RECORDS FOR THIS EXERCISE —
----

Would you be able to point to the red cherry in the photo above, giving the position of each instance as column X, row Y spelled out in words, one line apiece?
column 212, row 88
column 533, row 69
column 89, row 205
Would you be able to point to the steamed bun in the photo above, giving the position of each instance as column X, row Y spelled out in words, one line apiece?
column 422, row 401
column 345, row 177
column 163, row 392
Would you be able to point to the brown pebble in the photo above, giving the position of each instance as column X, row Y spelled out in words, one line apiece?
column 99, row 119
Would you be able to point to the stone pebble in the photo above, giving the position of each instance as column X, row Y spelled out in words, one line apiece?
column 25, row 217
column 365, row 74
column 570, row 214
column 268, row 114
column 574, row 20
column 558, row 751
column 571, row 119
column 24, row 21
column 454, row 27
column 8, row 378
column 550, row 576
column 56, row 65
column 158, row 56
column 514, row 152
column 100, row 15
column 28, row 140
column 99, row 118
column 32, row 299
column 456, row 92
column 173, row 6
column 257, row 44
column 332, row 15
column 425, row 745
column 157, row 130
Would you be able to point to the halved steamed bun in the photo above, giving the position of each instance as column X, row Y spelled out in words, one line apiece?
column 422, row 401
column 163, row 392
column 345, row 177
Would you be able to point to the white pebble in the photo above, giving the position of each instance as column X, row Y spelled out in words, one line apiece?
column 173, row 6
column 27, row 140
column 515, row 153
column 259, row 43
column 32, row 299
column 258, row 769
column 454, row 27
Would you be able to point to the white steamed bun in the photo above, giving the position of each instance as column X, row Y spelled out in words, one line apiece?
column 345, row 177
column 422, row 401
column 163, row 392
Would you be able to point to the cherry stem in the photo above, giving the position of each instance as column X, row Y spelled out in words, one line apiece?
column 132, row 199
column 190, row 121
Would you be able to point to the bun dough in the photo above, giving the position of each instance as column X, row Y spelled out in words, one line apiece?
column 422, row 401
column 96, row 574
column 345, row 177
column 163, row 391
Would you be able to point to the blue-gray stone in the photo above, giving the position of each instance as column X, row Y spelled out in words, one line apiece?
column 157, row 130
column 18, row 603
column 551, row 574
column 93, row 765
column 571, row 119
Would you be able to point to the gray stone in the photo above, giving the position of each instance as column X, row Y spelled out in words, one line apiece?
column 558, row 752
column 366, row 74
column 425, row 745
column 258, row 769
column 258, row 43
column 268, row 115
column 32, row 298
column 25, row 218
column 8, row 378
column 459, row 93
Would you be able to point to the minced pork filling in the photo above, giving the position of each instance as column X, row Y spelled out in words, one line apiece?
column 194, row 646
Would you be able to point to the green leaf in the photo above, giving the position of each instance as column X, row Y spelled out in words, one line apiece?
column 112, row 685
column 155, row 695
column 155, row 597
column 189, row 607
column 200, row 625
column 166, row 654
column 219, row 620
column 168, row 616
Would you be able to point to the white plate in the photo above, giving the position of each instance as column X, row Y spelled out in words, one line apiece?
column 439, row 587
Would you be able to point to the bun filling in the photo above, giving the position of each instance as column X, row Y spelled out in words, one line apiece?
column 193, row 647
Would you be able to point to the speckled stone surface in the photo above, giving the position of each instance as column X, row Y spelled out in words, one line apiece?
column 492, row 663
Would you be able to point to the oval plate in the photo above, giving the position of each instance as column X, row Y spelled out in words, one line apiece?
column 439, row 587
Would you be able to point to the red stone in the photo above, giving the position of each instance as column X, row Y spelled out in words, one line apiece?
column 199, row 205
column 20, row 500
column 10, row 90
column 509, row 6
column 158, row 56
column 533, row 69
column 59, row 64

----

PROBLEM DETAILS — Output all of the records, keeping every word exact.

ANSWER SPACE —
Would you be able to point to the red cherry in the photo above, giving the position of each instance as column X, row Y spelled out in words, one line apiece?
column 212, row 88
column 533, row 69
column 89, row 205
Would you be able to point to the steamed bun in the photo above, giving the position of each instance as column X, row Y spelled out in words, one line apiece?
column 422, row 401
column 345, row 177
column 163, row 392
Would you be able to point to the brown pebble in the photo above, giving the position of each instance as column X, row Y spelled out in words, one line apiece?
column 99, row 119
Would you be able to point to the stone pebble in the photo above, giving the position of each instance as column X, row Y spelled out in words, one line apiece?
column 25, row 217
column 365, row 74
column 570, row 214
column 268, row 114
column 574, row 20
column 558, row 751
column 571, row 119
column 24, row 21
column 454, row 27
column 8, row 378
column 550, row 576
column 56, row 65
column 158, row 56
column 514, row 152
column 100, row 15
column 28, row 140
column 99, row 118
column 32, row 299
column 456, row 92
column 173, row 6
column 257, row 44
column 332, row 15
column 425, row 745
column 157, row 130
Would you be able to point to the halved steamed bun in the photo above, giving the position of each instance as column X, row Y spelled out in words, one line apiece?
column 422, row 401
column 163, row 392
column 345, row 177
Would you be able to point to the white pebble in the photo above, giving the position of each instance as column X, row Y spelled out in words, one line apiece?
column 173, row 6
column 27, row 140
column 515, row 153
column 259, row 43
column 32, row 299
column 258, row 769
column 454, row 27
Would you be able to point to the white steamed bun in the photo above, giving the position of each instance as column X, row Y spelled out in words, one line apiece?
column 345, row 177
column 422, row 401
column 163, row 392
Would you be able to point to the cherry stem in the photo above, giving the position of each instance as column X, row Y spelled out in words, one line apiece?
column 132, row 199
column 190, row 121
Would you be able to point to the bun dough in the photo above, giving the position of each instance as column X, row Y spelled out in words, one line apiece?
column 422, row 401
column 96, row 574
column 345, row 177
column 163, row 391
Would you be able to point to the blue-gray stone in the photo above, giving the position of each instance as column X, row Y spelled out in words, one line apiece?
column 157, row 130
column 18, row 603
column 551, row 574
column 93, row 765
column 571, row 119
Would you be able to point to the gray stone in the photo above, giving the position of each instance as column X, row Y spelled out in words, one line apiece?
column 558, row 752
column 366, row 74
column 425, row 745
column 258, row 769
column 258, row 43
column 268, row 115
column 32, row 298
column 25, row 218
column 8, row 378
column 459, row 93
Would you be able to point to the minced pork filling in the photo above, giving the position of each instance as column X, row Y spelled out in words, one line apiece?
column 194, row 646
Would you be able to point to the green leaf in the photo above, giving the position of each instance as column X, row Y spelled out in words, one line apiece?
column 112, row 685
column 155, row 695
column 155, row 597
column 189, row 607
column 200, row 625
column 166, row 654
column 219, row 620
column 168, row 616
Would you be able to point to the white plate in the photo above, giving the position of each instance as column X, row Y spelled out in words, one line apiece?
column 439, row 587
Would you be able to point to the bun filling in the photo above, giving the position of each instance as column X, row Y spelled out in words, one line apiece?
column 193, row 647
Would you be able to point to the speckled stone surface in the photo above, giving the position of each instance as column X, row Y spelled out in words, one line apiece?
column 492, row 663
Would you be able to point to the oval plate in the photo above, giving the position of each instance as column X, row Y spelled out in words, one line apiece?
column 439, row 587
Would you be able to point to the red stone in the photo above, giving the position of each instance as column X, row Y spelled out in words, one line apiece?
column 199, row 205
column 20, row 500
column 10, row 90
column 509, row 6
column 158, row 56
column 533, row 69
column 59, row 64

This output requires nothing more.